_Exercise directions_. Repeat all the data that appears below, keeping it exact.

[Supplied material Boundary: Start]

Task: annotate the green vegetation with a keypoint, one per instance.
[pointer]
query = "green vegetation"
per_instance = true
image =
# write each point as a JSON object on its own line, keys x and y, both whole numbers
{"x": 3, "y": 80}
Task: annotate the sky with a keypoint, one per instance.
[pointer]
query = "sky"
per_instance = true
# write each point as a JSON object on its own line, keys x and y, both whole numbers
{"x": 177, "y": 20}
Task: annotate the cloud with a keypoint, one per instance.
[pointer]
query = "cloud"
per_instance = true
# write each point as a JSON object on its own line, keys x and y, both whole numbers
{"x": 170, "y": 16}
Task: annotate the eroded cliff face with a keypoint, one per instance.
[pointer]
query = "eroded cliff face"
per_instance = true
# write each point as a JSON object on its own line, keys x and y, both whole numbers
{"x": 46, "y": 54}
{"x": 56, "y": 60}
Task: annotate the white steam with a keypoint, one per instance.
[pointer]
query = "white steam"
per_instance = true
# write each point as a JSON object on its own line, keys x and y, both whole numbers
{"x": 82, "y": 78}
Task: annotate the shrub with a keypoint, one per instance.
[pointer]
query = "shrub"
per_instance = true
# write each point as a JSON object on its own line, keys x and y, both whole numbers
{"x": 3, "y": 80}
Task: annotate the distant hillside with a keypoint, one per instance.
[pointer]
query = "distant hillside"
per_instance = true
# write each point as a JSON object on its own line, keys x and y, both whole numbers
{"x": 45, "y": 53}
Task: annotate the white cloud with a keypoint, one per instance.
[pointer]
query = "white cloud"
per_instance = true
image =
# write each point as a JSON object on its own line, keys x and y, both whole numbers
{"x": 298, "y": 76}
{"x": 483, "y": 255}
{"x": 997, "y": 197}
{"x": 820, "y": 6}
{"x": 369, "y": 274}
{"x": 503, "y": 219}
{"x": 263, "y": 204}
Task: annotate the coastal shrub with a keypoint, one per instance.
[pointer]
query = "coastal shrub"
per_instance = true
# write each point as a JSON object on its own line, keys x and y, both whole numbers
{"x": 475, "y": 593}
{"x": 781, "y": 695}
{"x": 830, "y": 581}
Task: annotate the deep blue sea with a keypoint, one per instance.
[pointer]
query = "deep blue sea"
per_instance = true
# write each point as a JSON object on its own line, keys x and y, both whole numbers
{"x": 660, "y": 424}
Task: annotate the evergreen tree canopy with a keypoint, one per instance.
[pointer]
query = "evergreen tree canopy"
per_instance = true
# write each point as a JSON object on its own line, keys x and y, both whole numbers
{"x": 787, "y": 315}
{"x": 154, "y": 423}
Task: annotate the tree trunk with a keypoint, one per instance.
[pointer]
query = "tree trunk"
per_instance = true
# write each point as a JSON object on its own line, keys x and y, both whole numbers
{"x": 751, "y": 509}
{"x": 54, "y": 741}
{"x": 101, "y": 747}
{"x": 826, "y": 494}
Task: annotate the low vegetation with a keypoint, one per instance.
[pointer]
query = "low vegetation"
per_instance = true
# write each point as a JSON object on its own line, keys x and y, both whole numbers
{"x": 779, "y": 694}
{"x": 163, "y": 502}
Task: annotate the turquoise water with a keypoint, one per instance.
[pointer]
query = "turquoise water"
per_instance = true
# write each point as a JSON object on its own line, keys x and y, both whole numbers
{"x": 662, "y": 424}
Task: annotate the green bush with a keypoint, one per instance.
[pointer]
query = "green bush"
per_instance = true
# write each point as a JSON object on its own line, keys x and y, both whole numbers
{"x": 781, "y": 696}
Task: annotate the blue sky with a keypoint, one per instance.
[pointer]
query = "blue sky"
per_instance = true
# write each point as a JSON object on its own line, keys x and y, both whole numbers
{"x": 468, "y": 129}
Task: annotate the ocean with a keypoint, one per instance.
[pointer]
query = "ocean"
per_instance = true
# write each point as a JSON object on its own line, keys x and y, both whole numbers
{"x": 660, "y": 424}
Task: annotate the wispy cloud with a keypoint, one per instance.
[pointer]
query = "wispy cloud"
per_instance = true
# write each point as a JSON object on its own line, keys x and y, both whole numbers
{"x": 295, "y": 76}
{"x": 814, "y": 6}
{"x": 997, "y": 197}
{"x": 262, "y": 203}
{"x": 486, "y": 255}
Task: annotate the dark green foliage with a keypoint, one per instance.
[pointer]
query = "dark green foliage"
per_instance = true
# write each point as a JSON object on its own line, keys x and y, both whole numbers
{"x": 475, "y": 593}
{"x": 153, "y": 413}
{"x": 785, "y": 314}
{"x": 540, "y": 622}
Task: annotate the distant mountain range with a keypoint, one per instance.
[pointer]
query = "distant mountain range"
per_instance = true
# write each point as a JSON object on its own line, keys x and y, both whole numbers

[Supplied material Boundary: End]

_Response area_.
Task: annotate the green vegetation with a keypoint, one per instance.
[pointer]
query = "green vegetation"
per_instance = true
image =
# write each point as a JSON object on its own line, keys x and y, both whole numbers
{"x": 3, "y": 80}
Task: annotate the sky with a keypoint, one per instance.
[pointer]
query = "sky"
per_instance = true
# write each point as a JSON object on its own line, keys x and y, both whole numbers
{"x": 177, "y": 20}
Task: annotate the cloud with a keypoint, one per instance.
[pointer]
query = "cloud"
per_instance = true
# write each point as a JSON object on its own line, keys x and y, both whole numbers
{"x": 170, "y": 16}
Task: annotate the eroded cliff face with a keypoint, one per instance.
[pointer]
query = "eroded cliff face"
per_instance = true
# write each point as a JSON object on its own line, keys x and y, both whole numbers
{"x": 46, "y": 54}
{"x": 56, "y": 60}
Task: annotate the white steam with a keypoint, one per instance.
[pointer]
query = "white steam"
per_instance = true
# write each point as a JSON object on its own line, keys x and y, both whole numbers
{"x": 82, "y": 78}
Task: annotate the shrub with a keypoint, one per instance.
[pointer]
query = "shrub"
per_instance = true
# write each point as a JSON object on its own line, keys x and y, both whole numbers
{"x": 3, "y": 80}
Task: annotate the distant hillside with a keypoint, one per instance.
[pointer]
query = "distant hillside"
per_instance = true
# write each point as a JSON object on its own line, keys x and y, both whole numbers
{"x": 45, "y": 53}
Task: annotate the white cloud with a keypoint, one per instance.
[pointer]
query = "white cloud"
per_instance = true
image =
# write each point as a JSON object on its own line, keys x and y, both whole numbers
{"x": 298, "y": 76}
{"x": 483, "y": 255}
{"x": 997, "y": 197}
{"x": 820, "y": 6}
{"x": 369, "y": 274}
{"x": 503, "y": 219}
{"x": 263, "y": 204}
Task: annotate the coastal shrub with a keypoint, one per instance.
[pointer]
query = "coastal shrub"
per_instance = true
# write each point as a JSON object on its own line, keys x and y, both whole numbers
{"x": 475, "y": 593}
{"x": 781, "y": 695}
{"x": 830, "y": 581}
Task: annotate the deep blue sea with a keypoint, one per instance.
[pointer]
query = "deep blue sea"
per_instance = true
# write each point as a JSON object on its own line, keys x and y, both whole numbers
{"x": 660, "y": 424}
Task: annotate the evergreen tree canopy with a keypoint, one per instance.
[pointer]
query = "evergreen tree canopy"
per_instance = true
# write each point as a JSON object on its own line, keys x and y, both whole numbers
{"x": 787, "y": 315}
{"x": 154, "y": 423}
Task: annotate the tree trunk with a keypoint, one per instance.
[pointer]
query = "tree trunk"
per_instance = true
# write each point as a JSON object on its own line, keys x and y, both whole numbers
{"x": 751, "y": 509}
{"x": 54, "y": 741}
{"x": 101, "y": 747}
{"x": 826, "y": 494}
Task: annotate the low vegetation with a keypoint, one per instance.
[pointer]
query = "low vegetation"
per_instance = true
# write each point as a JSON object on its own line, keys x and y, both whole numbers
{"x": 779, "y": 694}
{"x": 163, "y": 502}
Task: annotate the turquoise water with a keypoint, one per instance.
[pointer]
query = "turquoise water"
per_instance = true
# write each point as a JSON object on its own line, keys x and y, both whole numbers
{"x": 662, "y": 424}
Task: annotate the green bush with a keypoint, one per instance.
[pointer]
query = "green bush"
per_instance = true
# write each point as a JSON object on its own line, keys x and y, both whole numbers
{"x": 781, "y": 696}
Task: annotate the blue sky with a keypoint, one per instance.
[pointer]
query = "blue sky"
per_instance = true
# write each point as a JSON object on its own line, keys x and y, both whole numbers
{"x": 468, "y": 129}
Task: annotate the ocean with a keypoint, one per instance.
[pointer]
query = "ocean"
per_instance = true
# write each point as a JSON object on its own line, keys x and y, both whole numbers
{"x": 660, "y": 424}
Task: annotate the wispy cloud with a keypoint, one per instance.
[pointer]
query = "wispy cloud"
per_instance = true
# write each point as a JSON object on its own line, keys x and y, both whole numbers
{"x": 295, "y": 76}
{"x": 814, "y": 6}
{"x": 997, "y": 197}
{"x": 262, "y": 203}
{"x": 486, "y": 255}
Task: annotate the dark green foliage with a keypoint, one per instance.
[pointer]
query = "dark green foliage"
per_instance = true
# write each point as a JSON object on its own line, keys x and y, both whole numbers
{"x": 475, "y": 593}
{"x": 153, "y": 413}
{"x": 785, "y": 314}
{"x": 540, "y": 622}
Task: annotate the distant mountain range with a keypoint, one per instance.
[pointer]
query = "distant mountain range"
per_instance = true
# write each point as a JSON object on its own line, keys x and y, both whole numbers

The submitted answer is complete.